> Exercise brief
Please switch "instance" to "object" throughout the items below and keep every other part of them the same.
--- start of Input rows ---
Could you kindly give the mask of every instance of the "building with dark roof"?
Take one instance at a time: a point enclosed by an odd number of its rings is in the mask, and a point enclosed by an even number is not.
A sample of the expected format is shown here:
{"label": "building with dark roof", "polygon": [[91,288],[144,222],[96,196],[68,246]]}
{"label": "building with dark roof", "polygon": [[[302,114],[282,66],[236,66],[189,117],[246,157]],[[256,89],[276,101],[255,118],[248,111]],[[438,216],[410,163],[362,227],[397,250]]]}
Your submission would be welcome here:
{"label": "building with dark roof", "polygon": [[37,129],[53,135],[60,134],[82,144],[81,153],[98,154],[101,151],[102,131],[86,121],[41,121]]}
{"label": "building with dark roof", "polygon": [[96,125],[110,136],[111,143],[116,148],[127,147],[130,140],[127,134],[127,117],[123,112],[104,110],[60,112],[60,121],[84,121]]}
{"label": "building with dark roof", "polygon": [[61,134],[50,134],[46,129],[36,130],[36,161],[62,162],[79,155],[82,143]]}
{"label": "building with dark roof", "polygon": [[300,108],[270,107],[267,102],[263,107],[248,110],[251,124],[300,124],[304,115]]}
--- end of Input rows ---
> Solution to this exercise
Could you kindly give the mask of every object of the "building with dark roof"?
Take one object at a time: a point enclosed by an odd number of its rings is in the mask, and a point enclosed by an even number is not.
A sample of the expected format is shown here:
{"label": "building with dark roof", "polygon": [[91,288],[144,222],[96,196],[68,246]]}
{"label": "building with dark roof", "polygon": [[[302,114],[282,66],[236,66],[189,117],[246,157]],[[256,89],[276,101],[255,118],[248,111]],[[438,216],[410,163],[362,227],[397,250]]]}
Your submission would be welcome here:
{"label": "building with dark roof", "polygon": [[37,129],[53,135],[60,134],[82,144],[81,153],[98,154],[101,151],[102,131],[86,121],[41,121]]}
{"label": "building with dark roof", "polygon": [[96,125],[110,136],[111,143],[116,148],[127,147],[130,140],[127,134],[127,117],[123,112],[104,110],[60,112],[60,121],[84,121]]}
{"label": "building with dark roof", "polygon": [[61,134],[50,134],[46,129],[36,130],[36,161],[62,162],[79,155],[82,143]]}
{"label": "building with dark roof", "polygon": [[300,108],[270,107],[267,102],[263,107],[248,110],[251,124],[300,124],[304,115]]}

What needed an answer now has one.